→ **BRIEF**
The pictures are to be left out, and all remaining data is to be transcribed exactly as it appears.

### DATA FOR THE TASK ###

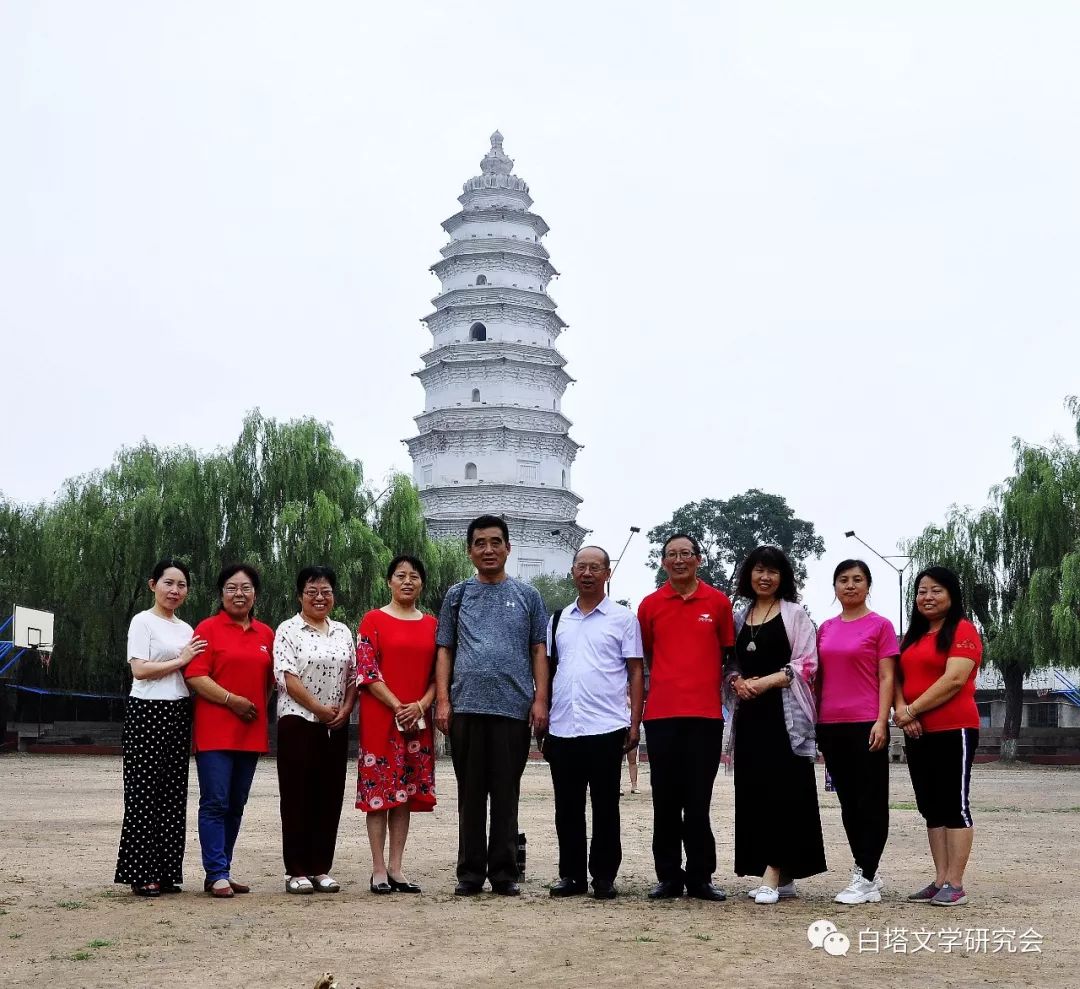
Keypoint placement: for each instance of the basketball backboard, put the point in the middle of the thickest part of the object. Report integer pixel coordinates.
(31, 630)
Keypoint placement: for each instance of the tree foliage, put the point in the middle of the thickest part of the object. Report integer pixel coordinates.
(283, 497)
(557, 592)
(728, 530)
(1018, 561)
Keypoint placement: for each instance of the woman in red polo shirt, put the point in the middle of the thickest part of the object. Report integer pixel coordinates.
(935, 707)
(232, 679)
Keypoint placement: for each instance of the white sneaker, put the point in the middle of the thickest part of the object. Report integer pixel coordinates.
(860, 890)
(784, 892)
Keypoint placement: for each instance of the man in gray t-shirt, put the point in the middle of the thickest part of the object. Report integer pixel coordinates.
(490, 690)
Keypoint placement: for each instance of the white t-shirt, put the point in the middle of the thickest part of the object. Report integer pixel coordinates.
(157, 639)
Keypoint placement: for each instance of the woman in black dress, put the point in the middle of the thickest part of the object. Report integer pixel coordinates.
(769, 685)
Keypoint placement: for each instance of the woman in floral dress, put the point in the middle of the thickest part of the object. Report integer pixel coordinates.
(395, 662)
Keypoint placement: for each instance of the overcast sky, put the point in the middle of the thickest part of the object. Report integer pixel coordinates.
(827, 249)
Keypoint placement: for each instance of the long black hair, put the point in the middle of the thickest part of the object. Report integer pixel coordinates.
(773, 558)
(918, 624)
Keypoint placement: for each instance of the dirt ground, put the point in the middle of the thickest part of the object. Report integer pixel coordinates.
(63, 923)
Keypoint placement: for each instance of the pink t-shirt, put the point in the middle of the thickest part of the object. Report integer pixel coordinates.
(849, 653)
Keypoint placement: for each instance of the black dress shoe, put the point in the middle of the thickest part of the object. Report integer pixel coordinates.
(705, 891)
(567, 888)
(380, 888)
(403, 886)
(670, 889)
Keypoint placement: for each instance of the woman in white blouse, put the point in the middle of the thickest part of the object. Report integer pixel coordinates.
(314, 661)
(158, 739)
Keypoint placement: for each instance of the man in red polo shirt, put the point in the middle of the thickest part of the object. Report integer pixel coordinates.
(686, 628)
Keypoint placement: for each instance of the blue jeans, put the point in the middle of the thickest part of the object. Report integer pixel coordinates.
(225, 780)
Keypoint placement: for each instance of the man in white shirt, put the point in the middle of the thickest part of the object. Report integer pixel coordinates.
(598, 648)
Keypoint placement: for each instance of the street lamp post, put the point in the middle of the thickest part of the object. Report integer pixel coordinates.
(889, 560)
(633, 530)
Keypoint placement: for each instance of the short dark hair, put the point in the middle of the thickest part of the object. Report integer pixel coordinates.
(671, 539)
(774, 558)
(850, 565)
(167, 564)
(232, 569)
(607, 559)
(412, 560)
(487, 522)
(315, 573)
(918, 624)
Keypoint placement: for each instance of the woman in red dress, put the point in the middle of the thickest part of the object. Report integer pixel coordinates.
(395, 663)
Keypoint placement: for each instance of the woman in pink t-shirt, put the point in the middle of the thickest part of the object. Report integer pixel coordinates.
(858, 654)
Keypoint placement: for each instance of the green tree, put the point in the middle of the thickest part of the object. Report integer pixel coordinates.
(728, 530)
(283, 497)
(557, 592)
(1018, 560)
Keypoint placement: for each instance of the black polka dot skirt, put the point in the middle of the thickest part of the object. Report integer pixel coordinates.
(157, 746)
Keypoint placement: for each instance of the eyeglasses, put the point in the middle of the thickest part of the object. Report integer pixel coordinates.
(239, 588)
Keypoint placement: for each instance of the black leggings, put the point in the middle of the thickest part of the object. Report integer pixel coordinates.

###

→ **RESULT BELOW**
Keypoint placement: for each instance of the basketball backboard, put the point in the middle of the thickest part of the object. Report integer pixel coordinates.
(31, 630)
Keypoint placement: for each instance of the tree foliage, put the point in the middle of the thickest part of the object. Report integer pixel coordinates.
(283, 497)
(557, 592)
(728, 530)
(1018, 561)
Keypoint placement: for each instance of the woman in red polo shirt, put the point in the middle of the thickest part of the object. Report integer pixel coordinates.
(935, 707)
(232, 679)
Keypoint placement: for each instance of the white sneaker, put the point in the middle of the thickest part of the object. Report integer pixel coordinates.
(860, 890)
(784, 892)
Keypoint placement: for each instance of the man in gray t-shirt, put the point in the middle of the thickest part of the object. Report integer pixel coordinates.
(490, 690)
Keypoint placement: for each instance of the white t-shirt, put the point in the middle of the thickest part of the object. Report integer pixel coordinates.
(157, 639)
Keypoint placement: for each instance of the woman in black dress, put the point in the middle of the thickest part of the object. Report integer pixel coordinates.
(769, 685)
Keypoint placement: for each instance of the woman in floral dress, put the point in the middle of the thickest part of the object. Report integer pixel coordinates.
(395, 662)
Keypoint placement: for each instance of the overcast sky, put the point in the middle of the thickest part of the object. Report integer pixel coordinates.
(827, 249)
Keypoint placement: for each instance of the long black hair, put the point in the middle of the thickest part of the object. Report integer pixel coordinates.
(773, 558)
(918, 624)
Keypoint placement: for each instance of the dirt ground, put the point in the middle of the thickest part of the object. Report integer pixel coordinates.
(63, 923)
Keypoint placement: for each instance of the pink t-shirt, put the point in the middle of the thickest part of the object. Report integer pixel coordinates.
(849, 653)
Keypoint placement: for each instance of the black dress shoe, put the point in the middle of the thickest part of the object. Report integer pixel coordinates.
(705, 891)
(567, 888)
(380, 888)
(403, 886)
(670, 889)
Keypoint placement: for each instance of the woman in white blouse, put the point in the middle of the thickest part of the object. Report integer pixel coordinates.
(314, 661)
(158, 739)
Keypoint placement: for each instance of the man in red polo shirt, put the point in the middle of the thickest part of the object. Report integer pixel coordinates.
(686, 628)
Keypoint placement: for each instance of the blue jeans, put the point in the middle of the thickest part of the object. Report integer pixel coordinates.
(225, 780)
Keypoint placement: for each instance of the man in white shirt, put the point in the middle of the thickest part of the object. Report integer pixel coordinates.
(598, 648)
Keypoint placement: for each instance of the street lamp post, put the point in the middle of the thickest part of the object. Report integer pixel coordinates.
(889, 560)
(633, 530)
Keypoint placement: for each instance of the short dark hair, put the point in the middle of the thickest part of the object. Report integer pixel coordinates.
(671, 539)
(774, 558)
(850, 565)
(167, 564)
(232, 569)
(607, 559)
(412, 560)
(487, 522)
(315, 573)
(918, 624)
Keypoint placement: for each instance of the woman in red dress, put the point in the middle of the thickest part of the object. Report integer pixel coordinates.
(395, 663)
Keypoint placement: for each instance of the woman in pink t-shirt, put the point in the middle of the thickest part of the object. Report integer pixel coordinates.
(858, 654)
Keypoint placement: for each instance of the green tree, put the point in the middle of the thickest part of the object. Report integer pixel coordinates.
(728, 530)
(283, 497)
(557, 592)
(1018, 560)
Keypoint placement: for each instance of the black polka dot skirt, put the point in the middle of the thickest part of the object. Report integer pixel coordinates.
(157, 746)
Keypoint placement: for each instance of the eyeglasses, put the point in the middle of the thickest part of the object. Report integer pixel coordinates.
(239, 588)
Keypoint placement: for each instance of the black leggings, put the point in the middle of the thickest part of the object. Report integer pixel coordinates.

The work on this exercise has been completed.